» **Passage to read**

"""

COP26 and our future
My friend Natasa said something while we were chairing a session together on ‘Energy transition and the environment’ that I keep coming back to. She said, ‘Our planet is not doing that well’. We all laughed with this, but it stuck with me! It really is not.
Storms, floods, and wildfires are everywhere. Air pollution affects the health of millions of people and unpredictable weather causes untold damage to homes and livelihoods.
COP26 took place in Glasgow, UK at the end of last year. What is this I hear you asking. The 2021 United Nations Climate Change Conference, also known as COP26, is the 26th United Nations Climate Change conference. 200 representatives from countries all over the world were going to discuss for the 12 days and decide on our fate pretty much. No Pressure!
Το be more precise, this was considered as one of the most important diplomatic meetings ever. People had their eyes glued to their newsfeed, Sir David Attenborough said ‘if working apart we are a force powerful enough to destabilise our planet, surely working together we are powerful enough to save it!’ and the UN presented Frankie the Dinosaur.
Let’s talk precedent first. COP21 took place in Paris in 2015 and is now known as the Paris agreement. There all countries agreed to work together to limit global warming to 1.5 degrees. At the time of the Paris agreement, we were on track for a 3 degrees temperature rise. Under the Paris Agreement, the participant countries committed to produce national plans to reduce their emissions and agreed on reassessing their plans every 5 years and apply possible changes if available. We have made progress in recent months to bring it closer to 2 degrees; but much more must be done to maintain 1.5 degrees in reach. Emissions will need to be halved over the next decade and reach net zero carbon emissions by 2050 to reach that goal.

"""

» **Goal**
Output, word for word, the portion of the COP26 text that begins at the words "COP26 and our" and ends after the words "really is not.".

» **Data shown**
"""

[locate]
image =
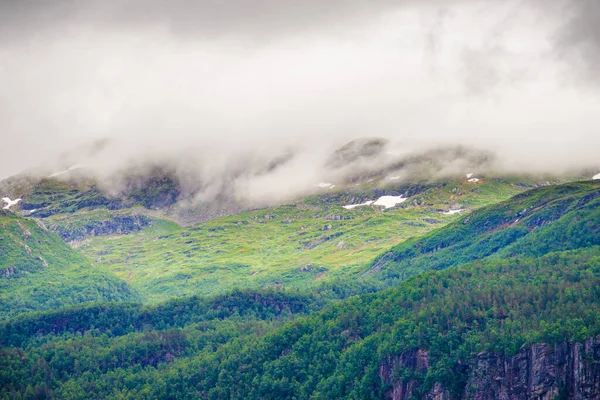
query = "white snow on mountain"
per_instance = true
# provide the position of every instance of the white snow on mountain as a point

"""

» **Result of this task**
COP26 and our future
My friend Natasa said something while we were chairing a session together on ‘Energy transition and the environment’ that I keep coming back to. She said, ‘Our planet is not doing that well’. We all laughed with this, but it stuck with me! It really is not.